**Work to complete**:
Collect every line in the records below that contains the word "ocean", and copy each one.
┌──
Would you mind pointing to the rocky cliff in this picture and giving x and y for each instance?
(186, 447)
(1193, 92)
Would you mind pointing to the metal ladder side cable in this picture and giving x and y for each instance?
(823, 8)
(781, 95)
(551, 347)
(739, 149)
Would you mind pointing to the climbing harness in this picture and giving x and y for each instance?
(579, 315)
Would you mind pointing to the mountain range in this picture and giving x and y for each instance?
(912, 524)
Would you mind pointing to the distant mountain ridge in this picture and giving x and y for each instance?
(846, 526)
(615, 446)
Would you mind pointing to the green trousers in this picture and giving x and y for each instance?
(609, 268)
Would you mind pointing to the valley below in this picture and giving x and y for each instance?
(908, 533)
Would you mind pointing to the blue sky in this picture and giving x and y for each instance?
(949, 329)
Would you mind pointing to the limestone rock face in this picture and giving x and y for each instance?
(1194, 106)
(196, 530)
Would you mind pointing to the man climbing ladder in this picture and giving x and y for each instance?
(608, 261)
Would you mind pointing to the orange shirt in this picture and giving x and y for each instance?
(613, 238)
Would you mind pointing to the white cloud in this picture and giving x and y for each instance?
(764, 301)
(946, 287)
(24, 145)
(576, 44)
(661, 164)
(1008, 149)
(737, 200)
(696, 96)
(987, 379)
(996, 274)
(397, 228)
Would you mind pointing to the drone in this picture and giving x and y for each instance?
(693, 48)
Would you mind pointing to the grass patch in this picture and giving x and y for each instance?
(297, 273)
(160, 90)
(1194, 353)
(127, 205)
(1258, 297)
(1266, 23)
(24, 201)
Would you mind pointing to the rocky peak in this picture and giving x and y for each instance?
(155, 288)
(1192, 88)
└──
┌──
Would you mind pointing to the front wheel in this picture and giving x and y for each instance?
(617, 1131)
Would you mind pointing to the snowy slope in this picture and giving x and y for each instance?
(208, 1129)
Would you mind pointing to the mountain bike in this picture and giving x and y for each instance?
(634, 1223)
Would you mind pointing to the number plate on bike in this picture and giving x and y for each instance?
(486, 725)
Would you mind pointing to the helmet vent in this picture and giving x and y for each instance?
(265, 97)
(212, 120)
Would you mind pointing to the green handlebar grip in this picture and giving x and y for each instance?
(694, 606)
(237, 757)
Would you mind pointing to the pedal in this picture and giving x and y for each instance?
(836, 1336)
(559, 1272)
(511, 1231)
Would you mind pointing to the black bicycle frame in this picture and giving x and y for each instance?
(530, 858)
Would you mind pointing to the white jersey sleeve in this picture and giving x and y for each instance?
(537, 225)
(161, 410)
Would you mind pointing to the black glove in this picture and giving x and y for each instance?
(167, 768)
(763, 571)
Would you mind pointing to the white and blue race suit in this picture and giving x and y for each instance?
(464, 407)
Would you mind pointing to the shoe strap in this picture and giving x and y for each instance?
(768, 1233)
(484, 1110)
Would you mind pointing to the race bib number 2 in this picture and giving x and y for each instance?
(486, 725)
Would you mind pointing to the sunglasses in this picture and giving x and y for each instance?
└──
┌──
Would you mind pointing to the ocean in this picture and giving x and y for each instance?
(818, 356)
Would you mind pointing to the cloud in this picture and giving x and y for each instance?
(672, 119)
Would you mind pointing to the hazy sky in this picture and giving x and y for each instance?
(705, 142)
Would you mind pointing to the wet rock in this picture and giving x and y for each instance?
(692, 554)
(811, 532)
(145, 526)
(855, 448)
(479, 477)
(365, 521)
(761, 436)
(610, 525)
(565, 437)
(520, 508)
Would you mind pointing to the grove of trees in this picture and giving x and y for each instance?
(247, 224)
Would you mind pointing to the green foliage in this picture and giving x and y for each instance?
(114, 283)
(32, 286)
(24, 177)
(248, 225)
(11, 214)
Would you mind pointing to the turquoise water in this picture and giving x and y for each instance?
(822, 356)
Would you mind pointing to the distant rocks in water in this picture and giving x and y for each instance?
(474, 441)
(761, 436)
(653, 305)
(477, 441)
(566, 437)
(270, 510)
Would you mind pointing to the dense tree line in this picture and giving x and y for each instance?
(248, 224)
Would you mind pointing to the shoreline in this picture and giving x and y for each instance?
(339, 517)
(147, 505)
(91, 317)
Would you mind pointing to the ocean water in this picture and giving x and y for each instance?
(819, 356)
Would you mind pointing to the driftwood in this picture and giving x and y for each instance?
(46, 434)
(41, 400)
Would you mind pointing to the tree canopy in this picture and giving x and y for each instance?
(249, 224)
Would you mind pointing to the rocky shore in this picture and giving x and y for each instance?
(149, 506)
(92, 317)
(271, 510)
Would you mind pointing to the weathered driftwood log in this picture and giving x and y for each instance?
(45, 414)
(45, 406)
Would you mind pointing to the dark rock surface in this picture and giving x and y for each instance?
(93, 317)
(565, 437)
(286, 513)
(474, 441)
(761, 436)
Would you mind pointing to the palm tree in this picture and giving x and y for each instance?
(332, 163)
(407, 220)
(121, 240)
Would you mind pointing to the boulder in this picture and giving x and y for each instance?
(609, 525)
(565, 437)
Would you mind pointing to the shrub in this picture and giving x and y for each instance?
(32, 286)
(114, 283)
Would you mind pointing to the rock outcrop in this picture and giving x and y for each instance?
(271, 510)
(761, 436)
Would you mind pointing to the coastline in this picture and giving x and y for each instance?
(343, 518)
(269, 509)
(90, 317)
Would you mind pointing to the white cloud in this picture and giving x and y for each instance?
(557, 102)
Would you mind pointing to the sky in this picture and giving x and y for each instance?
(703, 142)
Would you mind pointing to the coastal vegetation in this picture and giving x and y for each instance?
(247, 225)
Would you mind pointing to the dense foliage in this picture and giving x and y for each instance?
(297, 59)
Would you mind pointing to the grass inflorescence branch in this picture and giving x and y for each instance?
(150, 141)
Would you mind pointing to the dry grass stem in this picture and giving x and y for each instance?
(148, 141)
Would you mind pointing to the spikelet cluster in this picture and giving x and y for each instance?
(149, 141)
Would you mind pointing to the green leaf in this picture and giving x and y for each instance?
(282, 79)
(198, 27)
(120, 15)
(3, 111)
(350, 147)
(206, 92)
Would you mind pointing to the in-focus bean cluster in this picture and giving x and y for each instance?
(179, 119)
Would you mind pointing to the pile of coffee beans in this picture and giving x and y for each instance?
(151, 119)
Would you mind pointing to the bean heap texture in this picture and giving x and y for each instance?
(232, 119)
└──
**Solution for this exercise**:
Would you mind pointing to the ocean in this picture and giving x and y for each instance?
Would you mind pointing to the ocean water in this picture and giving x and y for each instance?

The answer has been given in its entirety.